---------- TEXT EXCERPT ----------
I stay with Douglas’ family on their Chingorongodzi communal lands, sleeping in a stick and mud imba, hut, that his teenage son built for a school project. What a relief, slowing down into the simplicity of day-by-day living––off-the-grid––in an African village. Can you imagine an evening outdoor bath under the full moon––in an oval laundry tub hidden by a thatch-reed screen, reveling in hot water that’s been heated on the fire and smells like wood smoke? Truly cleansing for body, mind, heart and spirit!
Oriane sharing with her hosts in Zimbabwe

A Shona traditional kitchen

One bright morning, giggling children trail behind Douglas and me as he leads the way to his garden. He wants to show me some kigelia trees he’d been given as seedlings to start a tree nursery, five years before.
“Dr. Jackson from the UK came to our village and gave me the seedlings,” he says, “but I have not seen him since that time.”
The kigelia trees are thriving, three to four metres tall with shiny broad dark green leaves, tended by the school kids Douglas is mentoring in community sustainability.
As I admire the trees, Douglas, with great sincerity, asks me a question.
---------- INFORMATION PROVIDED ----------
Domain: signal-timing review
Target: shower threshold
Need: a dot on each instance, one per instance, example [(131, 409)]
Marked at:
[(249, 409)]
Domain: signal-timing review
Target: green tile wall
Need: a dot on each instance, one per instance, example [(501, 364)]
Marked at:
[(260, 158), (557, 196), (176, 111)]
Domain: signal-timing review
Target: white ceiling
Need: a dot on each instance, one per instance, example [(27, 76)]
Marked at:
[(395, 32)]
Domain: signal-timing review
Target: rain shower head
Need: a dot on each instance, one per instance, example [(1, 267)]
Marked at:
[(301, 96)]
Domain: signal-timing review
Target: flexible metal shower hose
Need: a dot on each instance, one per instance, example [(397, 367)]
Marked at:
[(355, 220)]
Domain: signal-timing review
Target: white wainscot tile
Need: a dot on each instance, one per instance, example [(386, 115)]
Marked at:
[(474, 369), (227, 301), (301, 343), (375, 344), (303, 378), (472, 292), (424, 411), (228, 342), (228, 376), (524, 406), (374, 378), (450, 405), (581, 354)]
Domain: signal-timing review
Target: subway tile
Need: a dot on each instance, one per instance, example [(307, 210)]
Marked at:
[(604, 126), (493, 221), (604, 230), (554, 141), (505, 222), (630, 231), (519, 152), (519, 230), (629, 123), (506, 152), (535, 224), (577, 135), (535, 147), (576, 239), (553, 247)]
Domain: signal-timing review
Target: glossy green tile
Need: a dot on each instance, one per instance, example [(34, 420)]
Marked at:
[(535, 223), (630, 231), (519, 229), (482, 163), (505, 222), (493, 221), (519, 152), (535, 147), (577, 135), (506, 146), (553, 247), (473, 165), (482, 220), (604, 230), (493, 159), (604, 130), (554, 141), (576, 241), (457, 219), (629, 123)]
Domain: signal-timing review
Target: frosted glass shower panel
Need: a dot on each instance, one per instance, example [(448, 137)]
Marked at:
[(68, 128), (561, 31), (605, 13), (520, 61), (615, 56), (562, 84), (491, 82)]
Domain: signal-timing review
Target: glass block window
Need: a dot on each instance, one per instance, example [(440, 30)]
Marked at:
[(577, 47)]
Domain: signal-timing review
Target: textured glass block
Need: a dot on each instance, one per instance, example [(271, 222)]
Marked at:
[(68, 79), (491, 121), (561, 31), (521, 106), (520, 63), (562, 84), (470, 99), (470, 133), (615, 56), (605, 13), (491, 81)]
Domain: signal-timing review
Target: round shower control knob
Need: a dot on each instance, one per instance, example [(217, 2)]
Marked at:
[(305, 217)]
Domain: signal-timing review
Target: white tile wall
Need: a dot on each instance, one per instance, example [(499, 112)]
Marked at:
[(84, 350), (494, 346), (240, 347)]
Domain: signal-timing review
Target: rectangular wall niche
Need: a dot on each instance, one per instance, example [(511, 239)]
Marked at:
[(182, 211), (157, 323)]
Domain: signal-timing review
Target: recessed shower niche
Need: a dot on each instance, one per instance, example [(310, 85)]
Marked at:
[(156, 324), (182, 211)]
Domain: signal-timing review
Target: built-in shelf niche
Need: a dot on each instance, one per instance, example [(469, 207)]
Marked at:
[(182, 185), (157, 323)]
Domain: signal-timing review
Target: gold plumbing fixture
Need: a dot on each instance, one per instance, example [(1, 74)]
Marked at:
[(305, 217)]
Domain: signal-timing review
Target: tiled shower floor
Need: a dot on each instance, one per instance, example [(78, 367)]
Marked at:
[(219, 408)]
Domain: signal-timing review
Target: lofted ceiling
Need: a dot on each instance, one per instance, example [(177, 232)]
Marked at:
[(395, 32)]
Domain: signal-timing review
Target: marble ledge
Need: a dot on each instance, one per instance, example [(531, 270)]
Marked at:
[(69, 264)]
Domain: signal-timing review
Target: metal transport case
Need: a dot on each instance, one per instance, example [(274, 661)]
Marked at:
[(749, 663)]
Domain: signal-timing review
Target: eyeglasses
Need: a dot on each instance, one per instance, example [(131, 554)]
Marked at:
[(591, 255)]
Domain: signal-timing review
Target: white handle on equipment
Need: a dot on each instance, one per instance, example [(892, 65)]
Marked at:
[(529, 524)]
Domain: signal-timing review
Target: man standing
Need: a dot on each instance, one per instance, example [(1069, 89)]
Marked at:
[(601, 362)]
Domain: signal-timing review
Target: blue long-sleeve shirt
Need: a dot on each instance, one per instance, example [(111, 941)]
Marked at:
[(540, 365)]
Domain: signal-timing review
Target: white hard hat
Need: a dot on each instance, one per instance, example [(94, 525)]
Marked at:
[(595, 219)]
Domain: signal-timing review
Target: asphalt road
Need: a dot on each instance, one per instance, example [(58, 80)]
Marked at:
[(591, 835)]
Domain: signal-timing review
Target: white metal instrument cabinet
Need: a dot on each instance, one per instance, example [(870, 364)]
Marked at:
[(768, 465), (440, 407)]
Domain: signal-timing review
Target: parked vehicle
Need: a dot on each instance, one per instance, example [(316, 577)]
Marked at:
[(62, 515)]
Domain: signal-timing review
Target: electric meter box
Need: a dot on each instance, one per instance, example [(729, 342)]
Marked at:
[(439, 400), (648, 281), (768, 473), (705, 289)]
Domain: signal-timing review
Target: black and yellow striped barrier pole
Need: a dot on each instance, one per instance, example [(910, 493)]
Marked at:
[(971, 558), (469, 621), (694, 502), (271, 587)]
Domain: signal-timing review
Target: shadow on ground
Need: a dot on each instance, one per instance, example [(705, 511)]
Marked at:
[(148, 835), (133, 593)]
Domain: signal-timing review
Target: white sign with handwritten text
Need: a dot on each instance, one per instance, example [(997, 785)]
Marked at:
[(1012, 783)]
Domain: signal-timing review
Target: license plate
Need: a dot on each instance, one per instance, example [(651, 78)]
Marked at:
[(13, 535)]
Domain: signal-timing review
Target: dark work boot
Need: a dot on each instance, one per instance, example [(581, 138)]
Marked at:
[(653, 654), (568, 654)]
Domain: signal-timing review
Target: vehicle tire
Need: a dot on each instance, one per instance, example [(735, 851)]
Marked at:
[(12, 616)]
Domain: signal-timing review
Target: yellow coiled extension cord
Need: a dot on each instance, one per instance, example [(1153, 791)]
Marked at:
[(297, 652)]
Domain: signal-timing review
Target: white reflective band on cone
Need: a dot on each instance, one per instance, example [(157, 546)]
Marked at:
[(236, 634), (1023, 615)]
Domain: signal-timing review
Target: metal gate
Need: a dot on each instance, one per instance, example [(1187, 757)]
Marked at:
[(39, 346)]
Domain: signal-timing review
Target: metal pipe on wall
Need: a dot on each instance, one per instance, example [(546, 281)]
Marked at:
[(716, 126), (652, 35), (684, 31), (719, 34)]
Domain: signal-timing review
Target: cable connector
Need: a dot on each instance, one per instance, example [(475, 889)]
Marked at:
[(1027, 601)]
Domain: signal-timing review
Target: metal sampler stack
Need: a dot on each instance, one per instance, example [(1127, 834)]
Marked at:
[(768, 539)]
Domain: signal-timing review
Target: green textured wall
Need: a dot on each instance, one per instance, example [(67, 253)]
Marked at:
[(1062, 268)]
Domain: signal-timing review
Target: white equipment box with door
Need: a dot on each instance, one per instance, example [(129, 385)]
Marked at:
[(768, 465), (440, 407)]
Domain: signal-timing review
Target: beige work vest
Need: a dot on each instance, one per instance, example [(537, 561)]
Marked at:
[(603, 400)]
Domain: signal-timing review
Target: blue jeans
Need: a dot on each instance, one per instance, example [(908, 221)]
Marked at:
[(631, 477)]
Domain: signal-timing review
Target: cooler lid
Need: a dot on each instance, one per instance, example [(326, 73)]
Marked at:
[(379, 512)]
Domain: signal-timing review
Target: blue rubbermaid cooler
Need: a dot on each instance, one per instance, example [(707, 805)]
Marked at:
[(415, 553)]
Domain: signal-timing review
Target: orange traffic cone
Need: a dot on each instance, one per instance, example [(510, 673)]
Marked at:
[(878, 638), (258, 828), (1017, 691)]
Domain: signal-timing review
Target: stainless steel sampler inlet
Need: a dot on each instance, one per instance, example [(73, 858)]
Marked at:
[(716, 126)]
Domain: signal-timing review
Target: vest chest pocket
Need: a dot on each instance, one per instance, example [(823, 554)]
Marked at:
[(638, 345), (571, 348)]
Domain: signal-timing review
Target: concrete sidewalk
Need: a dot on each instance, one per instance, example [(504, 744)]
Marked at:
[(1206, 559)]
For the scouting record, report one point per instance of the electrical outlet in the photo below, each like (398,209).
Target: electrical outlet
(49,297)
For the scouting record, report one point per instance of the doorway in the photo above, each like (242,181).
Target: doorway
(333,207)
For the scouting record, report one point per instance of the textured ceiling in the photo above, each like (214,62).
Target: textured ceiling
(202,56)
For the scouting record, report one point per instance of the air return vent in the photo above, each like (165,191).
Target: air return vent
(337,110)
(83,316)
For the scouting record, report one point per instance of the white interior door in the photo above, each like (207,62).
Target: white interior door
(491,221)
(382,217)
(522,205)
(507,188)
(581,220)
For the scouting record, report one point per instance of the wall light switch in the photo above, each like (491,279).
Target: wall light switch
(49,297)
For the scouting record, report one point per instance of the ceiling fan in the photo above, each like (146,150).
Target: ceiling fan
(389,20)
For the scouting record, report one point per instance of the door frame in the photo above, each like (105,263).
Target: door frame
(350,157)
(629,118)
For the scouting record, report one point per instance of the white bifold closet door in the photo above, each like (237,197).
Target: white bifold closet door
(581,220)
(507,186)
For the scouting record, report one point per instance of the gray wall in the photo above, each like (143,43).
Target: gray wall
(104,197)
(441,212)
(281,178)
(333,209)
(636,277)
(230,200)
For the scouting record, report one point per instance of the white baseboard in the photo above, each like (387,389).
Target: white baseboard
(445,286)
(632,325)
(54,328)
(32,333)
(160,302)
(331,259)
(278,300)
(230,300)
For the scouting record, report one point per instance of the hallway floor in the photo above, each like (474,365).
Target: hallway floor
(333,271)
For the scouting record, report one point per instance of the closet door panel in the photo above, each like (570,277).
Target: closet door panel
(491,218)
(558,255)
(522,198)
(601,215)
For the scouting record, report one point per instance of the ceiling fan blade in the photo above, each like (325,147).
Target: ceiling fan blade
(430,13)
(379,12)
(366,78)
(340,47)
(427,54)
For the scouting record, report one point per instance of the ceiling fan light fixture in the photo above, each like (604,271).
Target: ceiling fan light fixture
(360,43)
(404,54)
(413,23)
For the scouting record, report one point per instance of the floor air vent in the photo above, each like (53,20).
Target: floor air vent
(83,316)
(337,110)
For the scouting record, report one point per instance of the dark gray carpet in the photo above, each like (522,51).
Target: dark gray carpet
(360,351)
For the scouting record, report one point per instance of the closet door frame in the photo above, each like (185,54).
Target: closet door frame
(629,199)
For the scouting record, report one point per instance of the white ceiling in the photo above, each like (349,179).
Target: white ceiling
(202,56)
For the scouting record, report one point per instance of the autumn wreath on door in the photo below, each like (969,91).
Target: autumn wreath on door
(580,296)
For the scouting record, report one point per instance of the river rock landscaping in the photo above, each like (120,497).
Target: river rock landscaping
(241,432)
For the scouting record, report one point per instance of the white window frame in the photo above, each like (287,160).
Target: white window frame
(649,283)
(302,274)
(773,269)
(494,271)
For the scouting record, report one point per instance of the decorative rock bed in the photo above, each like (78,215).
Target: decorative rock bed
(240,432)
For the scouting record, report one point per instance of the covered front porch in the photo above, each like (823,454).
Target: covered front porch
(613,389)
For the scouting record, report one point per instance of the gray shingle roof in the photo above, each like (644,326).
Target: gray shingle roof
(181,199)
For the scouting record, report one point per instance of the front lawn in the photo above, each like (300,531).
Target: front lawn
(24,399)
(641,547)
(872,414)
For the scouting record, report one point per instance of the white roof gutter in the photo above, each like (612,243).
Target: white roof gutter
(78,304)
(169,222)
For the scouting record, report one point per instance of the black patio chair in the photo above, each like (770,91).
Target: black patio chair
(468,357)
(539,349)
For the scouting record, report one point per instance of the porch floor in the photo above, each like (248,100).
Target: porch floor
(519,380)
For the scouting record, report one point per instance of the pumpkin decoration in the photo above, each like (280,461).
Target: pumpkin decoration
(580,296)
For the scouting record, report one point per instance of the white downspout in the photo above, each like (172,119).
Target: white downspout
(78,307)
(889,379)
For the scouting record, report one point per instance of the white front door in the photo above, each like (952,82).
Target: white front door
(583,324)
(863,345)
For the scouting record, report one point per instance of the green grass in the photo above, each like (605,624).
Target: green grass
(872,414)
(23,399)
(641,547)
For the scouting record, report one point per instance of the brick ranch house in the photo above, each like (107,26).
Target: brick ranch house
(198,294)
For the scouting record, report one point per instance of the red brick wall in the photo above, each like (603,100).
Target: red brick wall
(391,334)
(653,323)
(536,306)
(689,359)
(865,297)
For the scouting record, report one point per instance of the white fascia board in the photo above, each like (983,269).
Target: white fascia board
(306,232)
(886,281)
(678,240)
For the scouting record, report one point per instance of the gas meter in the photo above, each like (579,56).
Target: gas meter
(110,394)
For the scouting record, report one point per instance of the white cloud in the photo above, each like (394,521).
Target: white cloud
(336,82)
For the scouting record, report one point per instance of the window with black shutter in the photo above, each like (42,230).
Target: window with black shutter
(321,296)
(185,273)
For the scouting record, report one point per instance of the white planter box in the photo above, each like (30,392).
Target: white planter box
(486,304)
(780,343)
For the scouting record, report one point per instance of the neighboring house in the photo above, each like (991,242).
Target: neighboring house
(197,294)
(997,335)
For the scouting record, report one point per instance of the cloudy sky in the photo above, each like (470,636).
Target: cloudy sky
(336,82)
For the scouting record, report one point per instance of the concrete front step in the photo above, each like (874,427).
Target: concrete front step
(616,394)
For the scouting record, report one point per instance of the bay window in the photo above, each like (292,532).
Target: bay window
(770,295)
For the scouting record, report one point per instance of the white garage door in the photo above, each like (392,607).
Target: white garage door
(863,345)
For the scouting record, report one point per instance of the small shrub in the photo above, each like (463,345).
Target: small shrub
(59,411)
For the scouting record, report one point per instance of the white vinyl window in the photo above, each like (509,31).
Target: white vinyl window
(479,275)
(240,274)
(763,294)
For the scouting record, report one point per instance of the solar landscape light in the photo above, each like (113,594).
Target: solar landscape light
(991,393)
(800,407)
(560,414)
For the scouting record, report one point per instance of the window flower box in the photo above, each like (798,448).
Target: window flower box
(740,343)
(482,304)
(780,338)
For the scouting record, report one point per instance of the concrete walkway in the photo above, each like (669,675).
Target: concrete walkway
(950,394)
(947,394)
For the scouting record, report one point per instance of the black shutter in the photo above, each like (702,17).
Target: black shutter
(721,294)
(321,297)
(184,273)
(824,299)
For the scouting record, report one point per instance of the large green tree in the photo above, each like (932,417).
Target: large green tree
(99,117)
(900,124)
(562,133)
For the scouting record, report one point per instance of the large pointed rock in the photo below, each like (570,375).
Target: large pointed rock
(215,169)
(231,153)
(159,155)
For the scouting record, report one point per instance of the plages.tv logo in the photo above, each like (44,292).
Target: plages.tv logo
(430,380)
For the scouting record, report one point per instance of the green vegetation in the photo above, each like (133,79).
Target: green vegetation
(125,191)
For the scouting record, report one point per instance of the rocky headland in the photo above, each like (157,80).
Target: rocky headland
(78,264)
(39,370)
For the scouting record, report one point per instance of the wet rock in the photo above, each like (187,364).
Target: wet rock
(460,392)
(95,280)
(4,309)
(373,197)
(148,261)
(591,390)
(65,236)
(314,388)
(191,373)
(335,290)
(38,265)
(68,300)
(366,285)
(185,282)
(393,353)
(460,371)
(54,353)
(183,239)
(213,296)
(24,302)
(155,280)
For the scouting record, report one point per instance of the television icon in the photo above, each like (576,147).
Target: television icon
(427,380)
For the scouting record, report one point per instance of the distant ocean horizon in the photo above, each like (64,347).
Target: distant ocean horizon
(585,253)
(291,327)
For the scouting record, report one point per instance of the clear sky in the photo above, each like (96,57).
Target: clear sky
----------
TASK LIST:
[1] In the account of the Zimbabwe village stay, who built the hut the narrator sleeps in?
[2] Pick up the account of the Zimbabwe village stay after its last sentence and carry it forward.

TASK RESULTS:
[1] Douglas's teenage son built it for a school project.

[2]
“Can you please find Dr. Jackson and tell him the kids are tending his trees? The students want to tell him the trees are growing well and will bear seed pods in a few years.”
“Well, Douglas, I can sure try.”
A proud kigelia tree guardian
Coming from Canada, I don’t know about Dr. Jackson’s natural cosmetics company, nor that the luscious ingredients used in their formulations come from seeds in the wild! That evening, in the village, we have a celebration in honour of my visit and I learn to dance with the grandmothers, so much fun!
When I get back to Canada, I do a google search, and, indeed, come across Dr Jackson’s alluring website. Dr. Lori Bystrom, the company’s Chief Scientific Officer, responds to my email query right away. (Jackson, himself, is no longer involved in the company––but the vision and ethos the brand was founded on, continue under Dr. Bystrom and a new management team working in collaboration with other scientists and formulation experts.)
“We know about Douglas,” she writes, “but had no idea of his surname or where in the world he is! Thank you for reaching out to us.”
On my way back to Zimbabwe earlier this year, I meet the company’s Creative Director, Mauro Durant in London. He’s thrilled to see my photos of the children, the kigelia trees and the pure beauty of Chingorongodzi.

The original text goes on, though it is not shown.